Investors in residential real estate have long been dogged by the “due on sale” clause in the standard promissory note. It states that the lender may call the note due upon the sale or transfer of ownership of the property. A preferred vehicle for ownership of investment properties is a limited liability company because it provides some legal separation between the property and the investor’s other assets.

Fannie Mae requires that a borrower be personally liable on a note, meaning the borrower must sign the note in his/her name. Fannie won’t allow the name on the property’s title to be different from the name on the note, so investors sometimes quit claim the property title to their LLC after closing. However, this could trigger the due on sale clause if the loan servicer chooses to enforce it.

I have great news! Late last year, Fannie changed its servicing guidelines so that a change of ownership to an LLC in which the borrower owns a majority interest is acceptable and does NOT violate the terms of the note.

A couple important caveats:

– The change applies only to loans purchased by Fannie after 6/1/16; and

– The title must revert to the borrower prior to refinancing.

Fannie still will not allow the LLC to sign the note, and it still requires the property’s title to match the borrower’s name. However, Fannie will allow the time the property was held in the LLC to count towards the 6-month seasoning period for a cash-out refinance.

I did check with Freddie Mac, and it has not followed Fannie’s lead on this issue.

> _RECORD EXTRACTS_

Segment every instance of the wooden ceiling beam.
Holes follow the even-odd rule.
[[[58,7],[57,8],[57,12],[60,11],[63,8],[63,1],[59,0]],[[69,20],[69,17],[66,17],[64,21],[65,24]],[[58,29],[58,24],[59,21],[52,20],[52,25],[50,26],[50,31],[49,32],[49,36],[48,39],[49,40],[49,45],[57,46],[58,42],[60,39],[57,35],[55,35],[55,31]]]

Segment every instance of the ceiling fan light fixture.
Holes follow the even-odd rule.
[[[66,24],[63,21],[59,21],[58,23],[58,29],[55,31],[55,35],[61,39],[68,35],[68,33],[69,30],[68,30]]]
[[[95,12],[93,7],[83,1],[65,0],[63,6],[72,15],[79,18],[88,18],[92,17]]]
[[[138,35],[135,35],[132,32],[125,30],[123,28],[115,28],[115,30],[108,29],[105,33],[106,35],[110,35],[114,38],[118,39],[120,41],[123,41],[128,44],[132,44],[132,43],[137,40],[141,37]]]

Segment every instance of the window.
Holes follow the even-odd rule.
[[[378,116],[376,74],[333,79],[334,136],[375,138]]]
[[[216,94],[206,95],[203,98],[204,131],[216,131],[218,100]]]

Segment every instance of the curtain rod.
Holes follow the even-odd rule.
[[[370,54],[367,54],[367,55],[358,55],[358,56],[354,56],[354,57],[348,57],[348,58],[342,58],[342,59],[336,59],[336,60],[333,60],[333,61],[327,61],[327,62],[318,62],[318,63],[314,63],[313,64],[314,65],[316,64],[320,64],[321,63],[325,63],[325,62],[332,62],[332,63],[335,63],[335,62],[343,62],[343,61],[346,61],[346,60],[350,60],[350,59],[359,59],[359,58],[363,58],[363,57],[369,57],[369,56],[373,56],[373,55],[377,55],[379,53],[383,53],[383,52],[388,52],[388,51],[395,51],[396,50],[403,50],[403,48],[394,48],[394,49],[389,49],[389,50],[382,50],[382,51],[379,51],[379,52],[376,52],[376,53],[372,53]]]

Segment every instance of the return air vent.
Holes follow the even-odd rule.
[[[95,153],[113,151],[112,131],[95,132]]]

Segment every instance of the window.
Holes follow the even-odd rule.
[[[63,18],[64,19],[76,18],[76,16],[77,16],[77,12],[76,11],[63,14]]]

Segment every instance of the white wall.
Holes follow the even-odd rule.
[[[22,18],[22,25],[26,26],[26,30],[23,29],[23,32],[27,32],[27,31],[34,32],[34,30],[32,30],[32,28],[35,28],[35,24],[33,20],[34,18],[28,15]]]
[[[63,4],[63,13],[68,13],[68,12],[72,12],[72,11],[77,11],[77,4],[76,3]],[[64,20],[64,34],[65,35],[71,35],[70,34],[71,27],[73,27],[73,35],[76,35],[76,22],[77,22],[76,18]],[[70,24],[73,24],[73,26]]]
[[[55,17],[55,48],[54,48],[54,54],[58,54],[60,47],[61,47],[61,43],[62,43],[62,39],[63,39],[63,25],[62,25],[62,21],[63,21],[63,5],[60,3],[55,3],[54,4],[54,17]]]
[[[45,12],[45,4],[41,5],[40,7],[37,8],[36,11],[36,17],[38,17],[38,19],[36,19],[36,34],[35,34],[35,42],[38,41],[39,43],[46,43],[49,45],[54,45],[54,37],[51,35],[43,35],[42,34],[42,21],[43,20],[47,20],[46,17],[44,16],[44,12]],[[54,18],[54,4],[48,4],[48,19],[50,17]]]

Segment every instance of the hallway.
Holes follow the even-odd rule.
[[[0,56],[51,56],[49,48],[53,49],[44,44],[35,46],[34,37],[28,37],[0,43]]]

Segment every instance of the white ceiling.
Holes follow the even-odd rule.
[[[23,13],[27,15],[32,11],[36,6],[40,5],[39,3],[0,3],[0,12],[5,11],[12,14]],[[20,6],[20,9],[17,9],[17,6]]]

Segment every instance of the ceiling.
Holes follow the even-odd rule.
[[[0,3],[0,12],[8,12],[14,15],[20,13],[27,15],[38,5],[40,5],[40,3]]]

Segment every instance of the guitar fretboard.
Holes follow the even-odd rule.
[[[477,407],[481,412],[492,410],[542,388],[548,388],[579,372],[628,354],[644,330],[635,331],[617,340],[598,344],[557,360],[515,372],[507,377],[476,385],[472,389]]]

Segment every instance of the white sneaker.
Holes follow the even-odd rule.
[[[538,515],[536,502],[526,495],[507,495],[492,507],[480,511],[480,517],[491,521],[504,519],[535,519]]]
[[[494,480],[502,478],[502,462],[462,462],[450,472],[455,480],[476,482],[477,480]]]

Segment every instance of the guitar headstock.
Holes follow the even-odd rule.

> _REQUIREMENTS_
In the due-on-sale text above, turn the paragraph that begins "Fannie still will not allow" into a short bulleted list that keeps its main facts.

> _TASK RESPONSE_
- Fannie will not let the LLC sign the note.
- The property's title must still match the borrower's name.
- Time the property was held in the LLC counts toward the 6-month seasoning period for a cash-out refinance.